Arbeitsanweisungen:
(a) Entnehmen Sie dem Reisebericht über Karatschai-Tscherkessien den Abschnitt, der bei „Die kleine, aber“ beginnt und bei „Gourmets hierher kommen.“ endet, und geben Sie ihn wortgetreu wieder.
(b) Beantworten Sie anhand des Reiseberichts über Karatschai-Tscherkessien die folgenden Fragen:
(i) Wo werden die Karatschai-Pferde gezüchtet?
(ii) Unter welcher Bedingung altert ein Mann nach Aussage der Einheimischen?
(iii) Bis zu welchem Berg kommt man mit den Karatschai-Pferden sogar?

Textauszug:
↓↓↓

Die kleine, aber sehr gebirgige Republik Karatschai-Tscherkessien begrüßt ihre Gäste wie liebe Freunde: Sie bewirtet sie, singt für sie und bietet ihnen nur das Beste. Und das Beste hier, das sind die grenzenlosen Kaukasusberge, die die Besucher mit ihren grauen Gletschern, steilen Pässen und schnellen Flüssen anziehen. Wir ritten auf Pferden, fuhren auf dem Snowboard und wanderten durch Karatschai-Tscherkessien und fanden heraus, warum Extremsportliebhaber, Romantiker und Gourmets hierher kommen.
Während Sie sich anderswo wahrscheinlich ein Auto mieten würden, um die Umgebung zu erkunden, werden Sie sich in Karatschai-Tscherkessien wahrscheinlich lieber ein normales Pferd besorgen wollen. Auch wenn Sie noch nie zuvor geritten sein sollten, ist es eine gute Idee, in den Bergschluchten des Krasnyj Kurgan (des Roten Hügels) zu beginnen, wo die Karatschai-Pferde gezüchtet werden.
Neben der Einweisung zum Reiten erhalten die Frauen hier als Bonus auch noch das Geheimnis der kaukasischen Langlebigkeit mitgeteilt: „Männer altern hier bei uns nicht“, sagen die Einheimischen und man weiß nicht, ob dies ein Scherz oder aber ernst gemeint ist. „Ein Mann altert nur, wenn er das Interesse an Frauen verliert, aber das kann ihm hier nicht passieren. Deshalb sollten Sie sich besser nicht allzu weit vom Instruktor entfernen!“
Das elegante schwarze Karatschai-Pferd hat seinen eigenen eingebauten Navigator und liebt es, sich auf den schmalen Pfaden in der Bergschlucht fortzubewegen. Anfangs meint man, dass es irgendwie ungleichmäßig läuft und sogar über irgendeinen Stein stolpern könnte (in diesem Moment fühlt man sich leicht unwohl), aber tatsächlich ist es eine der zuverlässigsten Rassen der Welt – mit diesen Pferden kommt man sogar bis zum Elbrus.

↑↑↑

Bereitgestelltes Material:
↓↓↓

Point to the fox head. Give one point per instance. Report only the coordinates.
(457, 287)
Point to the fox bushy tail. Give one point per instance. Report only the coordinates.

↑↑↑

Ergebnisse je Aufgabe:
(a)
Die kleine, aber sehr gebirgige Republik Karatschai-Tscherkessien begrüßt ihre Gäste wie liebe Freunde: Sie bewirtet sie, singt für sie und bietet ihnen nur das Beste. Und das Beste hier, das sind die grenzenlosen Kaukasusberge, die die Besucher mit ihren grauen Gletschern, steilen Pässen und schnellen Flüssen anziehen. Wir ritten auf Pferden, fuhren auf dem Snowboard und wanderten durch Karatschai-Tscherkessien und fanden heraus, warum Extremsportliebhaber, Romantiker und Gourmets hierher kommen.

(b)
(i) In den Bergschluchten des Krasnyj Kurgan (des Roten Hügels).
(ii) Nur wenn er das Interesse an Frauen verliert.
(iii) Bis zum Elbrus.